-- Start ITEMS --

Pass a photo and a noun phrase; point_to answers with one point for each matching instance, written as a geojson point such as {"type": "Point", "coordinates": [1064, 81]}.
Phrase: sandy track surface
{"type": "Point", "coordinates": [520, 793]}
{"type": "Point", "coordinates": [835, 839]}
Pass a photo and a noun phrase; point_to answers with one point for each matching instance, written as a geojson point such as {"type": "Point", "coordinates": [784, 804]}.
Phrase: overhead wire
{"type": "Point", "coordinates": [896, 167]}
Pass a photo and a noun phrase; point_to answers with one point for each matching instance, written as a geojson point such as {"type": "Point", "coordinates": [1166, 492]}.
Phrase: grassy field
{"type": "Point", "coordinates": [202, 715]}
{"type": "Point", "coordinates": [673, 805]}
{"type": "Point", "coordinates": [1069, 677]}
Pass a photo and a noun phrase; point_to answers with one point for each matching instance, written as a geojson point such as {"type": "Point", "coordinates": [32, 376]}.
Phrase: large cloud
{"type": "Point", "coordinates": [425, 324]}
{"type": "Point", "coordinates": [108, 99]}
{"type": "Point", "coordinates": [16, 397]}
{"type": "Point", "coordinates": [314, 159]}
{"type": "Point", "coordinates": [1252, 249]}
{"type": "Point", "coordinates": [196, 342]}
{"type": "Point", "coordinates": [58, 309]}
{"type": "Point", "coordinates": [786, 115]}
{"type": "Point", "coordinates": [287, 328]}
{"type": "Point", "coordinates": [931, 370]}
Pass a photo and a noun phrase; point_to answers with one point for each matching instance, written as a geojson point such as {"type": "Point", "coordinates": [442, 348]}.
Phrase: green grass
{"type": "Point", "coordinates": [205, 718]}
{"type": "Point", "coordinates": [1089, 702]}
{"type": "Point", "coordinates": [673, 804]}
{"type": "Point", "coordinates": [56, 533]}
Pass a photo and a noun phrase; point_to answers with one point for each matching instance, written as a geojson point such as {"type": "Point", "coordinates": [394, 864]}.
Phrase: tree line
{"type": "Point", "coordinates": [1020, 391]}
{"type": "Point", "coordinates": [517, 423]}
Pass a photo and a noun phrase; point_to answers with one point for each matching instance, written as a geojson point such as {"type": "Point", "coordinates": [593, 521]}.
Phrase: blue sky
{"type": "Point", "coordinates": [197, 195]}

-- End ITEMS --
-- Start ITEMS --

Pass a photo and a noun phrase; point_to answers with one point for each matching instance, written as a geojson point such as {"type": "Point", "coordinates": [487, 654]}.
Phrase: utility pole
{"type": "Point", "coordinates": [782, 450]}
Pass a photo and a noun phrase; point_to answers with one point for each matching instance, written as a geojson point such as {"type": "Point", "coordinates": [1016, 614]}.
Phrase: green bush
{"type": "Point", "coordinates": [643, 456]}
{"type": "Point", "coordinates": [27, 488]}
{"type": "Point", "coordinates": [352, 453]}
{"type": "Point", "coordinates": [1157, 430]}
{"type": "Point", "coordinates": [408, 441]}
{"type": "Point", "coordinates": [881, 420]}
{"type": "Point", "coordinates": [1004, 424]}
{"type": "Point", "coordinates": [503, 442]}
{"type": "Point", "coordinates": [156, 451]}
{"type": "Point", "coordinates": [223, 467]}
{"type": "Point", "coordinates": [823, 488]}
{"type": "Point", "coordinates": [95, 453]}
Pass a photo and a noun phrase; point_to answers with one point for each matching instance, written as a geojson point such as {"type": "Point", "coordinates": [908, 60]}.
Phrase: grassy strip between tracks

-- End ITEMS --

**WHAT IS BEING ASKED**
Pull out every line of the entries above that contains the string "grassy", matching case exactly.

**THE ANSWER**
Phrase: grassy field
Phrase: grassy strip between tracks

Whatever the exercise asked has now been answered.